PROBLEM REQUIREMENTS
Reproduce nothing but the lines from the one with "Practice task. Find the background" down to the last line of the data below.

Point localization data
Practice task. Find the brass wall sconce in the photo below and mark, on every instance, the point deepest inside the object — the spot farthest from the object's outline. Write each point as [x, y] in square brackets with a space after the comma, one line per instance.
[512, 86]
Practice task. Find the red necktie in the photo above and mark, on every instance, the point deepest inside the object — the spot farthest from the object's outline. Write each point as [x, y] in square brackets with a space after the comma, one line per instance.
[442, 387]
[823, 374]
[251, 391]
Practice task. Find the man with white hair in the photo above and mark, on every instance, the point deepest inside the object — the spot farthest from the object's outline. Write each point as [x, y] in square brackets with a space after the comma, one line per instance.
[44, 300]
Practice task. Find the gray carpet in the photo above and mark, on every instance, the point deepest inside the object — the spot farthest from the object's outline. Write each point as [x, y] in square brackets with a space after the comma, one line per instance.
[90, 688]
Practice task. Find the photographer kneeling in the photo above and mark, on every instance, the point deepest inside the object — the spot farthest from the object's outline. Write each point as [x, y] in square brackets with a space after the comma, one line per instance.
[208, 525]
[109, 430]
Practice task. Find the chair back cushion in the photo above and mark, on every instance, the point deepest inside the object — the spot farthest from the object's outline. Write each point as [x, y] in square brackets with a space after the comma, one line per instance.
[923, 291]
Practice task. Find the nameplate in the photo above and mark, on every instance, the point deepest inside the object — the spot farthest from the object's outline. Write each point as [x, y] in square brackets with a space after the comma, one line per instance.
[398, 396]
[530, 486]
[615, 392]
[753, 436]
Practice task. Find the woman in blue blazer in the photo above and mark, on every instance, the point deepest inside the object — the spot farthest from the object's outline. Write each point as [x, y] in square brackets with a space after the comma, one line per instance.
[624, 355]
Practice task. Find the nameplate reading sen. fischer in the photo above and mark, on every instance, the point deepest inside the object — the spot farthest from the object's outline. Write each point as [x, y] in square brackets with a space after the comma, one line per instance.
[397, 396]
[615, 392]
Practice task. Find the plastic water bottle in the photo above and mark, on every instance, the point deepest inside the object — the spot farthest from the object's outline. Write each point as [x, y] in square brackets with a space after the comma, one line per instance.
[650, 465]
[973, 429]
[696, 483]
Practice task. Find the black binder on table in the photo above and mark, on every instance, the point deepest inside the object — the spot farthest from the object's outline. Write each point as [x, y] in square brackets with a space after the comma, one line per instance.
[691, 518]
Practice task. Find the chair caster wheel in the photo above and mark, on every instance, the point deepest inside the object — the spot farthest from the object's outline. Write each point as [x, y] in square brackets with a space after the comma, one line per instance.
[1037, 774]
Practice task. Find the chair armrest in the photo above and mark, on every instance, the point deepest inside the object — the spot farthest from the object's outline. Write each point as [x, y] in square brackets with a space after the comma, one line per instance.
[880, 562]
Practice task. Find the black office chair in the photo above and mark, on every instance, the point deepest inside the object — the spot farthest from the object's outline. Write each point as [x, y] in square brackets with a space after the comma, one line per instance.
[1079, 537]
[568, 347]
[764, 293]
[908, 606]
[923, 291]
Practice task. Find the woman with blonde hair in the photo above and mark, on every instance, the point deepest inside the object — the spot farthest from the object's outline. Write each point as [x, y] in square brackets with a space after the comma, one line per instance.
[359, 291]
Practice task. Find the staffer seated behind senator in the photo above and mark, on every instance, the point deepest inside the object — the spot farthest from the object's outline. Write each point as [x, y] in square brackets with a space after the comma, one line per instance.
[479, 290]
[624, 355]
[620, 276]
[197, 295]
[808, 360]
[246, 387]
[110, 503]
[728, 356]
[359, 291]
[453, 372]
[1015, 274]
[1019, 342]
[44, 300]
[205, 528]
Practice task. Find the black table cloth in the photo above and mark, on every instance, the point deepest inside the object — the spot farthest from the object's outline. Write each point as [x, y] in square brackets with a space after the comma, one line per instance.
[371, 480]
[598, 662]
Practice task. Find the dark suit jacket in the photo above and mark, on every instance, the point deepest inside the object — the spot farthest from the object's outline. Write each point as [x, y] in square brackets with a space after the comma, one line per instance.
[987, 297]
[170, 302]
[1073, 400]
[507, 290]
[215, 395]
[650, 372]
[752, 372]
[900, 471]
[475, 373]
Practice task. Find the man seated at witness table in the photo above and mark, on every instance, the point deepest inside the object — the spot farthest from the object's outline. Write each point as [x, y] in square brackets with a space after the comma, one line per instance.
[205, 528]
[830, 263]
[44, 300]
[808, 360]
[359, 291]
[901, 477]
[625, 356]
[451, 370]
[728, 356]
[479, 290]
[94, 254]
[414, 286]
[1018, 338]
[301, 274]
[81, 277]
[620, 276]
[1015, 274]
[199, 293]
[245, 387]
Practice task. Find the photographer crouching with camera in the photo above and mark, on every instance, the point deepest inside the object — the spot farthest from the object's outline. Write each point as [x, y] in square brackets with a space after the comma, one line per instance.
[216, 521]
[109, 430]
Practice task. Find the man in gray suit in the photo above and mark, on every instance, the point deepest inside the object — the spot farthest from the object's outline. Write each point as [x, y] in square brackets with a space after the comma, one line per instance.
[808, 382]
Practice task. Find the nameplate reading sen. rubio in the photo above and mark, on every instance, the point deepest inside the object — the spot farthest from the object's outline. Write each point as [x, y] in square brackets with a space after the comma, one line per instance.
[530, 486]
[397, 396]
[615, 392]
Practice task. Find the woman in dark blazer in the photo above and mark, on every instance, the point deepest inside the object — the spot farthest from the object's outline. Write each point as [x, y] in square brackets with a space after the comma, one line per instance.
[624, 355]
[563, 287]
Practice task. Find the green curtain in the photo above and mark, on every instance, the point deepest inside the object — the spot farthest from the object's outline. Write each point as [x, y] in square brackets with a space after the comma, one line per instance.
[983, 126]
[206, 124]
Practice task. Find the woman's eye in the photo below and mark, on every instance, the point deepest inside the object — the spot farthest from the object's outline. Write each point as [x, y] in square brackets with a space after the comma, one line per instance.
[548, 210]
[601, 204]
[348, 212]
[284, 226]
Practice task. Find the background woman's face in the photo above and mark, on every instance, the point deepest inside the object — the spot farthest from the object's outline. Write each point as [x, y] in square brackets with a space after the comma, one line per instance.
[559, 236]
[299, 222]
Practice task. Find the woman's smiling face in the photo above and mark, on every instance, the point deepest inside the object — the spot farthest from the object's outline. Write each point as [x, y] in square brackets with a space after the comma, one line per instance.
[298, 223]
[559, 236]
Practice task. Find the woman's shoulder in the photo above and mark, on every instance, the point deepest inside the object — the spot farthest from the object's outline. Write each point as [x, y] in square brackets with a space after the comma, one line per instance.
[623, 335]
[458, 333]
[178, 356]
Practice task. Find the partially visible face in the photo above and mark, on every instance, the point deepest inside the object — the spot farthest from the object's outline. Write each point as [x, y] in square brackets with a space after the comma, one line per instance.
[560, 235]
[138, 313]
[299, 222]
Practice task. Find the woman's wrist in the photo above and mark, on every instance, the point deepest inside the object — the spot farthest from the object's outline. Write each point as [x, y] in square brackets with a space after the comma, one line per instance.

RESULT OF THE EXERCISE
Practice task. Find the background woman's face in the photo above and mark, on every instance, the point deepest inside the object — the spot farthest from the object's outline. Write each point as [x, y] in square brackets with a space after the comma, one line per instance.
[559, 236]
[299, 222]
Practice task. Find the woman's smiling face in the photo above and mark, on every instance, the point deepest inside the object — the spot farthest from the object's outline. Write each point as [x, y] in square brackets with a space after the comma, one line per instance.
[298, 223]
[559, 236]
Practice task. Find the woman's shoulder in the photo above and mark, on every instance, the point deepest inside the object — the spot farthest from the object's outline. Write each point as [x, y] in square brackets with a space after the comma, one line per instance.
[623, 335]
[458, 333]
[178, 356]
Practice task. Find the partially visible face in the photo above and mark, on every instance, the point deepest inside the object — the spot farthest from the object's outline. Write each point as [x, y] in square brackets with a space after the comma, one line per instance.
[560, 235]
[138, 313]
[299, 222]
Practice task. Find the woman's wrist in the photo above and mark, on every instance, the point deepest inside the object — the spot farthest from the object's outline. Write each point as [x, y] in square brackets with a space after the comma, one line per instance.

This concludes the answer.